I have committed cultural faux pas after faux pas in a little less than two weeks here. There are probably plenty more that no one ever brought to my attention as well. Between assuming pedestrian right-of-way at intersections, misunderstanding of tipping etiquette, and too many misunderstandings of the Irish accent to count, I have basically accepted the role of the ultimate foreigner. My most glaring faux pas, and one that I continue to misunderstand, involves walking in malls, sidewalks, and just about anywhere with foot traffic.

I have slowly come to a conclusion that Irish people have no protocol when it comes to which side to walk on almost anywhere. I am speaking about things like stairs, mall hallways, school hallways, and sidewalks. In the U.S., there is a pretty clear understanding that we drive on the right side of the road and walk on the right side of the sidewalk. As an avid runner for years, this protocol is something I have always held near and dear. Seeing someone walking on the left or opening the left door in a set of double doors in the U.S. left me thinking they were either foreign or just plain rude.

When I arrived in Ireland, I was quick to realize that the right side was not the side to walk on. Obviously cars drive on the left here, so it makes sense. It has been a tough habit to break. More than once I have found myself walking in the city centre on the wrong side and veering through a crowd to make myself at least seem a little like a local. I have accidentally held doors for many when realizing I was going out the wrong one. I could not seem more like a foreigner even when wearing my trademark backwards hat, which I was told by my Irish roommates is not something Irish students do at all.

- **Data**:
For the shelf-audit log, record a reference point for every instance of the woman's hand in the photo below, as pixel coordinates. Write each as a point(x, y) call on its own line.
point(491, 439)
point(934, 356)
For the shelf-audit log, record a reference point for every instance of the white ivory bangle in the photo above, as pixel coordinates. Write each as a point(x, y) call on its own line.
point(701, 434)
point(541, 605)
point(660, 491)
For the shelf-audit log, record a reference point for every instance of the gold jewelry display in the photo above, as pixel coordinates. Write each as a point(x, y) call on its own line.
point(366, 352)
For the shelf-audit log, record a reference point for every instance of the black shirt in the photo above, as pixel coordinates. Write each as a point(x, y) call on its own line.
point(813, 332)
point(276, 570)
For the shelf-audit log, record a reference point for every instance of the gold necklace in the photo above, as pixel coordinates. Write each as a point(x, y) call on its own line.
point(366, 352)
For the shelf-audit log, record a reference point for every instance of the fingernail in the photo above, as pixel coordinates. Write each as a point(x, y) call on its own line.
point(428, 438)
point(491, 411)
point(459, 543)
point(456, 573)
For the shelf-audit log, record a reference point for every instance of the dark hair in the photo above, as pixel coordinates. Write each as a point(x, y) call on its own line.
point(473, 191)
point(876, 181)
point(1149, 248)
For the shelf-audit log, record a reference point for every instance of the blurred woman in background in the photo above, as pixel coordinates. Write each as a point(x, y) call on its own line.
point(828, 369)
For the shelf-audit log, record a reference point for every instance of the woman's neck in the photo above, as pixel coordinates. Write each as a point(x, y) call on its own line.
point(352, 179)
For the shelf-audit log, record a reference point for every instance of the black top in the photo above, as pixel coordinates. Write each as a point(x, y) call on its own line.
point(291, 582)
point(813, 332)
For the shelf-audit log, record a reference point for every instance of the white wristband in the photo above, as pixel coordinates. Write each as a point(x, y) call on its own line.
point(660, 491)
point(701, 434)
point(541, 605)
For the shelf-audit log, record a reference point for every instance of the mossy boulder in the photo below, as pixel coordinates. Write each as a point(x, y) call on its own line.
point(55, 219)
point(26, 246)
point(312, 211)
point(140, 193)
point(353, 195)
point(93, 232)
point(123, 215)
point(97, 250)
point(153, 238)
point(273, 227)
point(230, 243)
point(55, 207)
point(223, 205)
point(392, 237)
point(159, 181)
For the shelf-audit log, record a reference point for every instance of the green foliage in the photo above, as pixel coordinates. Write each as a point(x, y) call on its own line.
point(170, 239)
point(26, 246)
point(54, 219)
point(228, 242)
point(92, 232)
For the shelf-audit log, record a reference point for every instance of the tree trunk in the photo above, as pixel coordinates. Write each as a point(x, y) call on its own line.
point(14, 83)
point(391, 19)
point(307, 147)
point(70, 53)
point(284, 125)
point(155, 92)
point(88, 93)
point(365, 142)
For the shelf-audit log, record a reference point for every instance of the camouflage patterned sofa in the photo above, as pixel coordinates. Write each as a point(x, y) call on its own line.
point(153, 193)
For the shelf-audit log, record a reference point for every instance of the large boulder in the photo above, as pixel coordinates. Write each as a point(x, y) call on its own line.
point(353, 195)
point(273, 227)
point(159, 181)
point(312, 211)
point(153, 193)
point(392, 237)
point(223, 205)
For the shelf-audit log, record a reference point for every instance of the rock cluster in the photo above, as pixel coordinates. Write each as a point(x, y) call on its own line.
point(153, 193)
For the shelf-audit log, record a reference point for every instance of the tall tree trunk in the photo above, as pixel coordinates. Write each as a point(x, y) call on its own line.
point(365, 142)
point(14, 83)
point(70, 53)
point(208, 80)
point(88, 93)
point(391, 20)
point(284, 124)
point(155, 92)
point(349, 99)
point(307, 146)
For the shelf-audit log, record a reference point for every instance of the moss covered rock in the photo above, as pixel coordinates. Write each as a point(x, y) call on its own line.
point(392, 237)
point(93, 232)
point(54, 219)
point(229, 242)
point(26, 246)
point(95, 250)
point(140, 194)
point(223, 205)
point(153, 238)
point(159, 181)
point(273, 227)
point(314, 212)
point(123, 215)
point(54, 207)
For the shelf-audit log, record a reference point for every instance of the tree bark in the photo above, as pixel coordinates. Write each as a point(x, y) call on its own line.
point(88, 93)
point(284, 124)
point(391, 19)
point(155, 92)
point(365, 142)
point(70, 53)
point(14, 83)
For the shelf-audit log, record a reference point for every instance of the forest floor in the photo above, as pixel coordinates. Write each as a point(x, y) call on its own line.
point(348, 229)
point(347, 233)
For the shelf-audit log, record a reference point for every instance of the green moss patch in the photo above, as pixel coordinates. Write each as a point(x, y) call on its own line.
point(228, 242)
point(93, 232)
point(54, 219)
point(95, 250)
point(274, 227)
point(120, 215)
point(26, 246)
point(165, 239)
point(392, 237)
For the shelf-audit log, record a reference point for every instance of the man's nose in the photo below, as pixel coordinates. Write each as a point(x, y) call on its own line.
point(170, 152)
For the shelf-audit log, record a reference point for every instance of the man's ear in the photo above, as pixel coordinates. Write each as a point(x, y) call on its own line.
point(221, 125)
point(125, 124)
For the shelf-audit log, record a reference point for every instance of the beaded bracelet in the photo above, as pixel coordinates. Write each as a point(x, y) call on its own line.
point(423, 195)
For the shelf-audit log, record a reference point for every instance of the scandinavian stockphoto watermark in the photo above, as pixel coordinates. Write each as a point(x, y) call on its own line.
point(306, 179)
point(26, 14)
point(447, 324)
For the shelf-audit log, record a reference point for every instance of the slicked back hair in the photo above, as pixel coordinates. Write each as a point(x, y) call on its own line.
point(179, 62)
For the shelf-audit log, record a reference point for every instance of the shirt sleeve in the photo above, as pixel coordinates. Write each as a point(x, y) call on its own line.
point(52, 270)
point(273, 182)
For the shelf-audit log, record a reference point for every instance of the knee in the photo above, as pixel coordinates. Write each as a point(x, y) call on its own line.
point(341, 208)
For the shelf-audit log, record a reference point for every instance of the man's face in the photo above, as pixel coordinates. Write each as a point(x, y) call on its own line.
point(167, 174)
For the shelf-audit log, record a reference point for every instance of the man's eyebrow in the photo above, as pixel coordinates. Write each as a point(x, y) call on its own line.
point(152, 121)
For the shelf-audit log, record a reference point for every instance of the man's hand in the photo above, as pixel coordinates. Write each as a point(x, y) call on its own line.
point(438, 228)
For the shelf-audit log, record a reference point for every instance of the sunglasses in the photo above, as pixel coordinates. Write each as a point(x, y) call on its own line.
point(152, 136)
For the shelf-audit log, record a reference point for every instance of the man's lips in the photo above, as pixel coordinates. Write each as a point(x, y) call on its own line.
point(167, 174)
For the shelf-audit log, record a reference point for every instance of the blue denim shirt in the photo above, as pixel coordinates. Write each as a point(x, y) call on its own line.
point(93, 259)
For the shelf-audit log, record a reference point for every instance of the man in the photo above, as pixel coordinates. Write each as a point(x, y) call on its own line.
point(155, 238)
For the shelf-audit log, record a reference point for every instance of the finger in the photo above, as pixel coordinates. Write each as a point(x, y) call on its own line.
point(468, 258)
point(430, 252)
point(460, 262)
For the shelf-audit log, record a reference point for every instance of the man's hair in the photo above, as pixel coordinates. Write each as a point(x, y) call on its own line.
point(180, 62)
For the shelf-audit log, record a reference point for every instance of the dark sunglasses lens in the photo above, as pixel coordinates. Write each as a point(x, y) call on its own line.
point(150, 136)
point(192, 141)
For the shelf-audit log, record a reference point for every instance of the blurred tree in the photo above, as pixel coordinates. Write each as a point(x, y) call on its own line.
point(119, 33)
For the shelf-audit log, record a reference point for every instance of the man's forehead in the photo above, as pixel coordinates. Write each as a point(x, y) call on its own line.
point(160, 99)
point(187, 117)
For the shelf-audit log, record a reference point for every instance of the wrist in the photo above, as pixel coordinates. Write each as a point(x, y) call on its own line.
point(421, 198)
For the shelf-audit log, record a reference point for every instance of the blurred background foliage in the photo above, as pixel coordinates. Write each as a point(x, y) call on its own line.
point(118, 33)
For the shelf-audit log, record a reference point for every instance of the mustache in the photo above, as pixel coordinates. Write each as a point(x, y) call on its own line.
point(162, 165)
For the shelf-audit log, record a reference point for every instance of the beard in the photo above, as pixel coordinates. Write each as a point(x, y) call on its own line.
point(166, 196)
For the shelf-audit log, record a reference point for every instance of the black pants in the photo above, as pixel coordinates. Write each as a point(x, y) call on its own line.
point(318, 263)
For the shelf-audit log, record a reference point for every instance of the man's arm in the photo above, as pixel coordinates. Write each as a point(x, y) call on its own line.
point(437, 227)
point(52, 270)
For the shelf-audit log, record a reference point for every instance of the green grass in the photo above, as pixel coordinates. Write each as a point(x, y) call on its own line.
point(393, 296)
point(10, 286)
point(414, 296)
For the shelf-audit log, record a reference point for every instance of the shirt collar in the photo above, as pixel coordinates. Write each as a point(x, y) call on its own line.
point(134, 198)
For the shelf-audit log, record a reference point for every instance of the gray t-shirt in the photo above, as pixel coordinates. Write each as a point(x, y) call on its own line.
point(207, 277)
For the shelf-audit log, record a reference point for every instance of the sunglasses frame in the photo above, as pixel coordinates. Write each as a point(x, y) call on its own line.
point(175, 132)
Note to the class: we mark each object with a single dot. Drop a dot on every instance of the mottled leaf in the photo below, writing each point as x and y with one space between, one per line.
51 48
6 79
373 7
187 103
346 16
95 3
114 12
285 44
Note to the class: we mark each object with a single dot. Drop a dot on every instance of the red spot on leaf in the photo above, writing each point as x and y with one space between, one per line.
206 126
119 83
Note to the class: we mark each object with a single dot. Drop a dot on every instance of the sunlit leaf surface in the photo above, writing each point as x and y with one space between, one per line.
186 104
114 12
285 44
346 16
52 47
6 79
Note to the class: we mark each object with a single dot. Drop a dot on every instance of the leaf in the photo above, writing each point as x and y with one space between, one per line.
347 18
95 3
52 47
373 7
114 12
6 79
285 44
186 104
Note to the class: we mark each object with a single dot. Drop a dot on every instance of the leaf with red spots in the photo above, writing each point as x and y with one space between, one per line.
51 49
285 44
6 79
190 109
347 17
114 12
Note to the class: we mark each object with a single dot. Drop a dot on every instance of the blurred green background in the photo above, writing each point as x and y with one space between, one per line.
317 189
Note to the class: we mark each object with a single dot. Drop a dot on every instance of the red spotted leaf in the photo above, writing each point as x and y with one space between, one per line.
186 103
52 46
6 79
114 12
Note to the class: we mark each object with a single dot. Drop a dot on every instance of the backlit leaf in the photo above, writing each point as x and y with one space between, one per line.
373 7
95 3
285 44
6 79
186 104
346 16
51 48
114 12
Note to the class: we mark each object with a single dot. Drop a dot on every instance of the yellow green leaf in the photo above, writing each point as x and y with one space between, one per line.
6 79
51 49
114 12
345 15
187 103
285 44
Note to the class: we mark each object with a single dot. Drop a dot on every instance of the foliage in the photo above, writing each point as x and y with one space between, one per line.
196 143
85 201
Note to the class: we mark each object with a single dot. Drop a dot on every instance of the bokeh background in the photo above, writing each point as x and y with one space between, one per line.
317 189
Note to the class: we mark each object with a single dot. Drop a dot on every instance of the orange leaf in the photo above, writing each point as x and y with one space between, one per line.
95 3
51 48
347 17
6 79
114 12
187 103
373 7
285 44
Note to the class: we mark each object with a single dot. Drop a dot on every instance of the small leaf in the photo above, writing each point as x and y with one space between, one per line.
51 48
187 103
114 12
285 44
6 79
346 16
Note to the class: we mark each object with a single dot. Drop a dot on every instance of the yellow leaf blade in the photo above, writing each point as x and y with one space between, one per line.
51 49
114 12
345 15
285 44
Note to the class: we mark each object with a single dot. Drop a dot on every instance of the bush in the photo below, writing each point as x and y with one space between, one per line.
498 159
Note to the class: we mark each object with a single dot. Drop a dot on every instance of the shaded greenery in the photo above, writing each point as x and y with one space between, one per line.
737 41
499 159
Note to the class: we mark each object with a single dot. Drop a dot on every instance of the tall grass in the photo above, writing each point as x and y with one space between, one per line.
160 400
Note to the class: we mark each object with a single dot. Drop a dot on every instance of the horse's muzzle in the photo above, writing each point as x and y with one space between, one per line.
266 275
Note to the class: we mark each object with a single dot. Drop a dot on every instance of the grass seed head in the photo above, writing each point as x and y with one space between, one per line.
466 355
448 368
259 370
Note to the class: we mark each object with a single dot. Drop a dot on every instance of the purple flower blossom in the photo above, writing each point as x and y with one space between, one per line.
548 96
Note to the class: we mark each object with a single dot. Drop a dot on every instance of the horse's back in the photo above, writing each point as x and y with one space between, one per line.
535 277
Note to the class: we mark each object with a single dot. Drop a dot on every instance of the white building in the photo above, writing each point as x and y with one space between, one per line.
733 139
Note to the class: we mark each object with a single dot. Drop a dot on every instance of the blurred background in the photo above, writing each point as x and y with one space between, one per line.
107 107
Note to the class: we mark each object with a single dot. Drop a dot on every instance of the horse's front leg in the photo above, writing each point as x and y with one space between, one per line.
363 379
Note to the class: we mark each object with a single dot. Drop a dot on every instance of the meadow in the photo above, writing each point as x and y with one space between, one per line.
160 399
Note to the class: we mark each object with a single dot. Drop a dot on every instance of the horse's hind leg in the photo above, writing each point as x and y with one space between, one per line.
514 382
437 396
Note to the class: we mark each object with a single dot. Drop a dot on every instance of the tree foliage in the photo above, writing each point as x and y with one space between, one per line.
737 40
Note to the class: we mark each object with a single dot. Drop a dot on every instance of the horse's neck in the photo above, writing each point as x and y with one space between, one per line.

- **Job 1**: Name every place the piece about walking etiquette in Ireland gives as one where Irish people have no rule about which side to walk on.
- **Job 2**: Carry on the piece about walking etiquette in Ireland, picking up right after its final sentence.
The rows are separate material from the piece about walking etiquette in Ireland.

- **Exercise answer 1**: Stairs, mall hallways, school hallways, and sidewalks.

- **Exercise answer 2**:
After getting the hang of walking on the left, I realized something. The locals seem to not have come to a full agreement on this matter. I feel the need to hold a large town meeting or referendum (the latter which the country seems to be very fond of) so we can all agree on what side to walk on. In my experiences so far, cars have agreed to stay to the left almost 100% of the time (at least I hope they will). But I have had a decent-sized minority in the city centre, on campus, and in the mall walk to the right. I have developed a pretty good eye for foreigners versus locals, and most appear to be locals. When I considered this notion, I realized even the doors and revolving doors were not set up in a uniform way to address which to exit from. This leads to awkward run-ins and general difficulty.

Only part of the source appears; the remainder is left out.